---------- Selection
# Topics I Follow - last updated list



## musio (Jan 25, 2008)

Is there a way to see topics you follow (old terminology was 'subscriptions' and view them as last post updated? The only way I know how to do this is via tapatalk.

At the moment, they don't show in any last posted order. It's really limited in keeping track of anything you have followed/subscribed to which is pretty rubbish.

@Lorian


----------



## musio (Jan 25, 2008)

bump


----------



## Mingster (Mar 25, 2011)

The only way I can follow my subscribed threads is via the 'my activity stream' link. Unread posts are identified, but you have to scroll down the page to find the first unread post if there are more than one.


----------



## Lorian (Apr 9, 2003)

musio said:


> Is there a way to see topics you follow (old terminology was 'subscriptions' and view them as last post updated? The only way I know how to do this is via tapatalk.
> 
> At the moment, they don't show in any last posted order. It's really limited in keeping track of anything you have followed/subscribed to which is pretty rubbish.
> 
> @Lorian


 Click *Activity > My Activity Streams > Content I Follow*

Does that show what you want?


----------



## Lorian (Apr 9, 2003)

Mingster said:


> The only way I can follow my subscribed threads is via the 'my activity stream' link. Unread posts are identified, but you have to scroll down the page to find the first unread post if there are more than one.


 The streams are very customisable, you can also edit the default ones so they only show what you are interested in seeing.
If you can tell me exactly what you want to view I can assist with setting it up.


----------



## Mingster (Mar 25, 2011)

Lorian said:


> The streams are very customisable, you can also edit the default ones so they only show what you are interested in seeing.
> If you can tell me exactly what you want to view I can assist with setting it up.


 I'm ok with the above system.

I suspect what people are commenting on was the previous system had a list of your followed threads, together with the blue circle that took you to the first unread post in those threads. The new system shows all new posts in all your followed threads in posting order, so that all the threads are mixed.


----------



## Lorian (Apr 9, 2003)

Mingster said:


> The new system shows all new posts in all your followed threads in posting order, so that all the threads are mixed.


 Within *Edit this stream*, under *Show Me*, if you select *Content items only* it'll just show links to the topics with new posts rather than every post.

That's identical to how the old forum system worked.

Perhaps I should make that the default to avoid confusion?


----------



## Mingster (Mar 25, 2011)

Lorian said:


> Within *Edit this stream*, under *Show Me*, if you select *Content items only* it'll just show links to the topics with new posts rather than every post.
> 
> That's identical to how the old forum system worked.
> 
> Perhaps I should make that the default to avoid confusion?
--------------------
---------- Information given
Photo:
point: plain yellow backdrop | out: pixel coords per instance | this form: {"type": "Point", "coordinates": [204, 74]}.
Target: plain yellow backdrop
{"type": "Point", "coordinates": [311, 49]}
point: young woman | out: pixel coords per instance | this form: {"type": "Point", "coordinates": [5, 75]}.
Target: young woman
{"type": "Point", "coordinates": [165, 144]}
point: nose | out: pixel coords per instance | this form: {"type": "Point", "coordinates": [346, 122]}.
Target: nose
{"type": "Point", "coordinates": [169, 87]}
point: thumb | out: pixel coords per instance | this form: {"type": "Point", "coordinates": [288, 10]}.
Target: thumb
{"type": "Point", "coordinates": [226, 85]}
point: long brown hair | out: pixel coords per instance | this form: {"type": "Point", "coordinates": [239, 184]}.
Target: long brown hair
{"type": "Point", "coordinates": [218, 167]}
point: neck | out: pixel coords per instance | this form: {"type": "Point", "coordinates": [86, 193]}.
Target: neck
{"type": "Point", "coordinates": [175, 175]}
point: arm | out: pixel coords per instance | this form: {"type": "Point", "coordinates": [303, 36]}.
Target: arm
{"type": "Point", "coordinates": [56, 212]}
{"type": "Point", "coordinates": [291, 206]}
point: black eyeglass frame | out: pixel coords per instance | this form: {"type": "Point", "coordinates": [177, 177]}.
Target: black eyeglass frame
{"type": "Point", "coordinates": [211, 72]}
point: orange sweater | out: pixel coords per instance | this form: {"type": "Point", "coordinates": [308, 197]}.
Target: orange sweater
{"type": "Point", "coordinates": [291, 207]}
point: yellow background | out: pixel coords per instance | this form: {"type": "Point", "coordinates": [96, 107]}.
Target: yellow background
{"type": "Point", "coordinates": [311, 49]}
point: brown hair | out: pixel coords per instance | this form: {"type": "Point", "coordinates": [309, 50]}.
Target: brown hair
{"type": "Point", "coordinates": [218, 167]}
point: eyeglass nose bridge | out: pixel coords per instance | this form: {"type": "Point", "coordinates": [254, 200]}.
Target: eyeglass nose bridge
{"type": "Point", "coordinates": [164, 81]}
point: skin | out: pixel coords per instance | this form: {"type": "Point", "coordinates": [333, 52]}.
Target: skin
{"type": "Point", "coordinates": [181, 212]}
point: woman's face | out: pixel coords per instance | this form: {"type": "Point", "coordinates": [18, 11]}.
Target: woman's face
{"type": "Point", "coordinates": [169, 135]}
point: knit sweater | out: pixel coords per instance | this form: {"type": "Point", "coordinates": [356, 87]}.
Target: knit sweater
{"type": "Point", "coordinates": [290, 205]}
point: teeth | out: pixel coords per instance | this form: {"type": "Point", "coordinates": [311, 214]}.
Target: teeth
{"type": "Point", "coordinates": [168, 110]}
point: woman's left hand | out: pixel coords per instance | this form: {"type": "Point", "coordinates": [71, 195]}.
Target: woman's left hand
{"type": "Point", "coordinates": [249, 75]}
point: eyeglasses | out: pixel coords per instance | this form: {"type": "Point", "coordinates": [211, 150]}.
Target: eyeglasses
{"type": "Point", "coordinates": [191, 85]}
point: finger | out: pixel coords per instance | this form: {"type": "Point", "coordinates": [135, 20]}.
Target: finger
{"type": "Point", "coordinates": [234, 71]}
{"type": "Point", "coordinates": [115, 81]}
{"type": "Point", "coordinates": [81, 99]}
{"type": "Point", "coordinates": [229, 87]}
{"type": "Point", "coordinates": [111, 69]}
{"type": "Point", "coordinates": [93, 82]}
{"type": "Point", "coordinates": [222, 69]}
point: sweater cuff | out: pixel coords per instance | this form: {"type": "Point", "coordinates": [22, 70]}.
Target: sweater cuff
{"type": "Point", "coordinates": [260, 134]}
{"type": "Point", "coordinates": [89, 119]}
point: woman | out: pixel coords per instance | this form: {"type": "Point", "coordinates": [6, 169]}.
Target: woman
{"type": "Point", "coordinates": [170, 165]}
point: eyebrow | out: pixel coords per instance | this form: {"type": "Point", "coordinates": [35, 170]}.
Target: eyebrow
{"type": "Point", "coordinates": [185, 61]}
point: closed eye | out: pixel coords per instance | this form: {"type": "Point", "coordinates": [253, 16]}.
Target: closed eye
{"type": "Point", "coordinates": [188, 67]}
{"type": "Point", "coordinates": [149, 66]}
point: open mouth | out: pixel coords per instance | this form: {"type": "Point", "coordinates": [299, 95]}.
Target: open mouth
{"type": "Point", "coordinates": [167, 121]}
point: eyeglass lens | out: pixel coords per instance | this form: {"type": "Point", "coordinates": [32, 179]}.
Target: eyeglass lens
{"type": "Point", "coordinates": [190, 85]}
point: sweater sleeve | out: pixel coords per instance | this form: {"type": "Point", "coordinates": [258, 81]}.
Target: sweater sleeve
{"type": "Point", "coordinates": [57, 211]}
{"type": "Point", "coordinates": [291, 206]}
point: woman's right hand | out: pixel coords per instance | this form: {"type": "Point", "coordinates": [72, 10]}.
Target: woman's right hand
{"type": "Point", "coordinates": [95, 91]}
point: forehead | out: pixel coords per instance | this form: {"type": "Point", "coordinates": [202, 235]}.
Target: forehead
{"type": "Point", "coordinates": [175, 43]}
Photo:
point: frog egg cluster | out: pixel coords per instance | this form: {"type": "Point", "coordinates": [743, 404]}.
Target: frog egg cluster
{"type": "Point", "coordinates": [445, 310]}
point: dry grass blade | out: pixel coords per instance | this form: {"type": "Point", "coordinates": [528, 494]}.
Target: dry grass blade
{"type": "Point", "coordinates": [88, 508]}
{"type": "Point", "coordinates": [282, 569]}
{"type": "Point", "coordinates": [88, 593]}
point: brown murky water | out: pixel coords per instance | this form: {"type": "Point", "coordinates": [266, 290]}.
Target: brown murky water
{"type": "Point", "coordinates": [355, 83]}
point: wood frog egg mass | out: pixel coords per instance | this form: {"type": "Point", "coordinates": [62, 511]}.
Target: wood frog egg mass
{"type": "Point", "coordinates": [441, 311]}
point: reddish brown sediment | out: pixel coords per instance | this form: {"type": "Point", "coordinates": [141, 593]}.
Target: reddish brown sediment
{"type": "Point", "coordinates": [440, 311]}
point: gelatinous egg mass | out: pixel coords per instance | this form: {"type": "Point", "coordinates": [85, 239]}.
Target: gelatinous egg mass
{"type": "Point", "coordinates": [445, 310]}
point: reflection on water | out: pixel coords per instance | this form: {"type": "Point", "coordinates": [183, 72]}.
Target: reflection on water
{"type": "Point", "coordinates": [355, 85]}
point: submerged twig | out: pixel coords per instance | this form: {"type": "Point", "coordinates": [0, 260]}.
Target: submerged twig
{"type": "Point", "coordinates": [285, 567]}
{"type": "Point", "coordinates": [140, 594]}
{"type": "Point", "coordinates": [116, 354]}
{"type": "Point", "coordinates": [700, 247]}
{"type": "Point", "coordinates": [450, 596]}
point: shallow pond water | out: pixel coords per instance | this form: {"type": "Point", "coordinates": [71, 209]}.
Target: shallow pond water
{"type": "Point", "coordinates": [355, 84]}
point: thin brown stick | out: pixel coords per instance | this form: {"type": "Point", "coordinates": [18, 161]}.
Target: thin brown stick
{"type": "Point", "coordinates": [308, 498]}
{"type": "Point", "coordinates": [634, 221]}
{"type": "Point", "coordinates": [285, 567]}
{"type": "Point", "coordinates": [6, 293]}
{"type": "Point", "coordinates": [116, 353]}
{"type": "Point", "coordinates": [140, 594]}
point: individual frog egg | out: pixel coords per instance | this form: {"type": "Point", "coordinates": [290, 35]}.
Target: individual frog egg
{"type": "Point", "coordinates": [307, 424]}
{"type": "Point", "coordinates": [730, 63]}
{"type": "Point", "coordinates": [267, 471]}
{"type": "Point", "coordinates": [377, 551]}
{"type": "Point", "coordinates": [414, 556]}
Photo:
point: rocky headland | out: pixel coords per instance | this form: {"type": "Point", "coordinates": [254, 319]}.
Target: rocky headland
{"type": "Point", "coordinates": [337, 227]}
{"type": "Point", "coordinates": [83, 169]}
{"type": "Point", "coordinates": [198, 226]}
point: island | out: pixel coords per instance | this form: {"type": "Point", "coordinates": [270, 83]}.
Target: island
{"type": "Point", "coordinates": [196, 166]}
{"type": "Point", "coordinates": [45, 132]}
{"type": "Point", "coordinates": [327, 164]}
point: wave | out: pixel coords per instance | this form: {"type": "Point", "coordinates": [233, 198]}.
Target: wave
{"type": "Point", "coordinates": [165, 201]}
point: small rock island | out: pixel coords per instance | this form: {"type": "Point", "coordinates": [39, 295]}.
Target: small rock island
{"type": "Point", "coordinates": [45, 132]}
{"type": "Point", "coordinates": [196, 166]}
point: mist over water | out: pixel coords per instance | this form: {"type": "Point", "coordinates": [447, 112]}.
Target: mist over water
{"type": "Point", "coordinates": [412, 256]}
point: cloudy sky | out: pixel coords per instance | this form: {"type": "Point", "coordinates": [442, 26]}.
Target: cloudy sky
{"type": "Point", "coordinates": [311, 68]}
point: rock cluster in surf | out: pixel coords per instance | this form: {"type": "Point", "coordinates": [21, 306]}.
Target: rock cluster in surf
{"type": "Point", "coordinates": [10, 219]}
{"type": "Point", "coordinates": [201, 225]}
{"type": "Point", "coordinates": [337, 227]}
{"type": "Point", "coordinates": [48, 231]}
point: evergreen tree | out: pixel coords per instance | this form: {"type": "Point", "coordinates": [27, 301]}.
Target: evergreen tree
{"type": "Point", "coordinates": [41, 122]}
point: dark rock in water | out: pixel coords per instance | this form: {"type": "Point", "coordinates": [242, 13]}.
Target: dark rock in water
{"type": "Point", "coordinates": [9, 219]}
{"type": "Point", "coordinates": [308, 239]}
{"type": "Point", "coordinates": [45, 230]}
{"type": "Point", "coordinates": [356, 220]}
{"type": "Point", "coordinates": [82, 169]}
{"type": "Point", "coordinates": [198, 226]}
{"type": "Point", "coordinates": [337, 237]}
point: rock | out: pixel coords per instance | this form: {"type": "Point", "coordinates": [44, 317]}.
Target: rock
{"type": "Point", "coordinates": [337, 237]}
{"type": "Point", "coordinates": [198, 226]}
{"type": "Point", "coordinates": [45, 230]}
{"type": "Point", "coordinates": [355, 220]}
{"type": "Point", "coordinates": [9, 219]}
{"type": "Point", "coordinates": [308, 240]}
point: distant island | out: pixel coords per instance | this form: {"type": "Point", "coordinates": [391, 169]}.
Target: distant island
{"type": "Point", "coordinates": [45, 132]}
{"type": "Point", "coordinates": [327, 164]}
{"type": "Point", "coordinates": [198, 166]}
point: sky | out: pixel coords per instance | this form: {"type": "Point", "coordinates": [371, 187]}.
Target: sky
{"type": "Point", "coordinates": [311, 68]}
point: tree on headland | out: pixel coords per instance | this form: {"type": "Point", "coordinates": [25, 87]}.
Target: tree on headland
--------------------
Name each person who posts in the forum thread about followed topics above, along with the date shown next to that name.

- musio (Jan 25, 2008)
- Mingster (Mar 25, 2011)
- Lorian (Apr 9, 2003)